Problem description - Find the line that contains "Exercise. Locate the cheek" in the entries below. Output it and each later line exactly, and nothing else.
────────────────
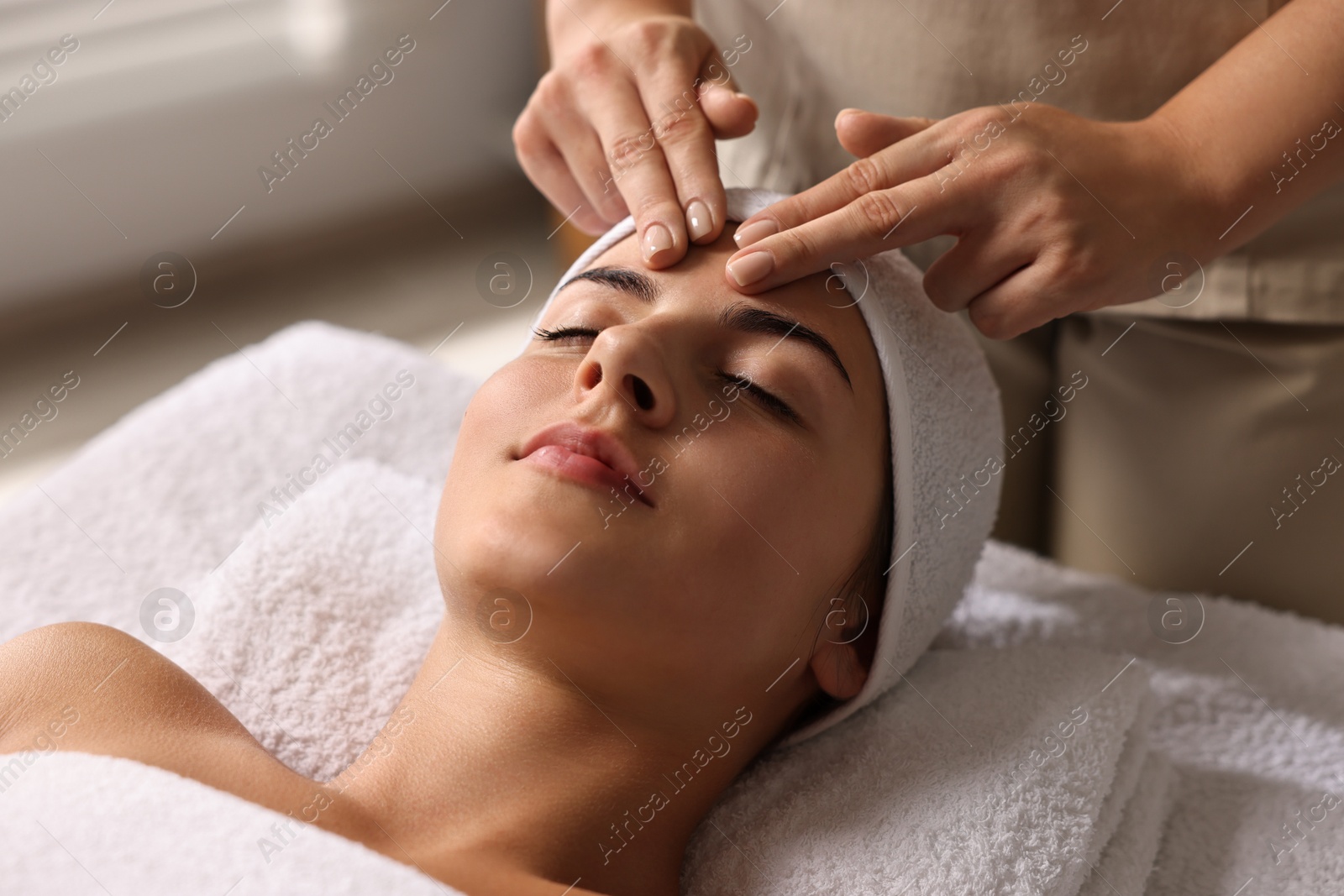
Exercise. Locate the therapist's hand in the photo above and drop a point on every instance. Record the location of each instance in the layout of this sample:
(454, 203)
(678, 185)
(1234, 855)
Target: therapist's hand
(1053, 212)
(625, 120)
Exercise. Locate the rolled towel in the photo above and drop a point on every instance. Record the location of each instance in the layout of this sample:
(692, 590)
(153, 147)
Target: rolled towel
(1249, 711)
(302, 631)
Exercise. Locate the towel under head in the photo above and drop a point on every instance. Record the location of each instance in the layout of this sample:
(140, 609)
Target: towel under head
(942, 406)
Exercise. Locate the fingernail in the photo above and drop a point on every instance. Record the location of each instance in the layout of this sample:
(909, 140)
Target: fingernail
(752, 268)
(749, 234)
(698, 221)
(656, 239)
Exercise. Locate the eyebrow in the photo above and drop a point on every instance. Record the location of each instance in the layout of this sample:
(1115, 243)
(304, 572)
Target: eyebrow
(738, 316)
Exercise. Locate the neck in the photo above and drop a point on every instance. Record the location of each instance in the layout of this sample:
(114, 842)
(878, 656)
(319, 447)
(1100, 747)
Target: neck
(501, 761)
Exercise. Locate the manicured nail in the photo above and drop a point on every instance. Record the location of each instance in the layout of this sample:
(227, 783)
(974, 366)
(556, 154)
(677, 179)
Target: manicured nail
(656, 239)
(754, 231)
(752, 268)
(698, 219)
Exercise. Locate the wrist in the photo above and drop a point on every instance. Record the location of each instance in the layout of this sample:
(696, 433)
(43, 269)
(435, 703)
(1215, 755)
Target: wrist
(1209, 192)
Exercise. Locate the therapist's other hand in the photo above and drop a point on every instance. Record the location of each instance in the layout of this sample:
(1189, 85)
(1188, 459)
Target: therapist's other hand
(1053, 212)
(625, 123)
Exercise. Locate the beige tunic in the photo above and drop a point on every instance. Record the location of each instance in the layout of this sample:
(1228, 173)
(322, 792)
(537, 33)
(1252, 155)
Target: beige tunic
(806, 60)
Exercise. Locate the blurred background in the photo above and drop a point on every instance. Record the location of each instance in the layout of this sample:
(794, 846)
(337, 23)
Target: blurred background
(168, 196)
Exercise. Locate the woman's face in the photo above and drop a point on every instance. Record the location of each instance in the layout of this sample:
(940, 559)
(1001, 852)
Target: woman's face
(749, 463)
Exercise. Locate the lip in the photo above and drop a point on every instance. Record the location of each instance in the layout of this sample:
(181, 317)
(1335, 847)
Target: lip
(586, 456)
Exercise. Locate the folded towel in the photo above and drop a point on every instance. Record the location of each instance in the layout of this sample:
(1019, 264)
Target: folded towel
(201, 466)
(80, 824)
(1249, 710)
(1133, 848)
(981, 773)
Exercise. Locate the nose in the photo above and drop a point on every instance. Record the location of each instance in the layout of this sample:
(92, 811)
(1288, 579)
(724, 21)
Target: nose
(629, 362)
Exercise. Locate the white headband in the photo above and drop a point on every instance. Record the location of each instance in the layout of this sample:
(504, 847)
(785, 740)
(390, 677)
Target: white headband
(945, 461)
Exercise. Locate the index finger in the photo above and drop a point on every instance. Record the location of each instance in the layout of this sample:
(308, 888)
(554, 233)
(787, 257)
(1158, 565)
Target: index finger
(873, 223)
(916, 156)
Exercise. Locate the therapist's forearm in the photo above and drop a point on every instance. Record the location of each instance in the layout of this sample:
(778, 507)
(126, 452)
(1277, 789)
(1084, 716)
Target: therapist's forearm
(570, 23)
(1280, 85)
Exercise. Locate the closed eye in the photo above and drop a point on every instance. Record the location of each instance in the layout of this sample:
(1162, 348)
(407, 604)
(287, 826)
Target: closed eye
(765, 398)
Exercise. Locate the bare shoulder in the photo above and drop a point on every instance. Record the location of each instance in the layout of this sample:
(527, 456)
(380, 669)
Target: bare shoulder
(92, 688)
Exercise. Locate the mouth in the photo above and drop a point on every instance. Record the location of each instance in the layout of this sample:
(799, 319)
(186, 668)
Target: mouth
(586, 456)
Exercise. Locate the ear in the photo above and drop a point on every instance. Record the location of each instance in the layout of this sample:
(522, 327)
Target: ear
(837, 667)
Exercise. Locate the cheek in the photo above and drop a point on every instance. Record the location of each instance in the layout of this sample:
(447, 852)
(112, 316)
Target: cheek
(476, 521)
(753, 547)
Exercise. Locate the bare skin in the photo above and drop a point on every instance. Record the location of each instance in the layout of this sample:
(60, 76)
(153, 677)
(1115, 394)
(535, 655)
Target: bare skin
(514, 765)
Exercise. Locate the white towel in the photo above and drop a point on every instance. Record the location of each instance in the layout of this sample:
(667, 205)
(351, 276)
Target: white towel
────────────────
Problem solution -
Exercise. Locate the cheek in the photo above and drop a point on every instance. Record the location of each instance in the layout of this sample:
(447, 852)
(112, 316)
Target: cheek
(476, 521)
(753, 547)
Exercise. Locate the bare skin in the photo above and drop a point on every instance. Record the location of each instance in the layout of this sample:
(60, 76)
(153, 677)
(1115, 394)
(535, 655)
Target: bare skin
(514, 765)
Exercise. Locate the white towel in the photo above and drop a point on every instance. Record the location of each instance in the layout of this sample:
(667, 205)
(351, 276)
Target: white towel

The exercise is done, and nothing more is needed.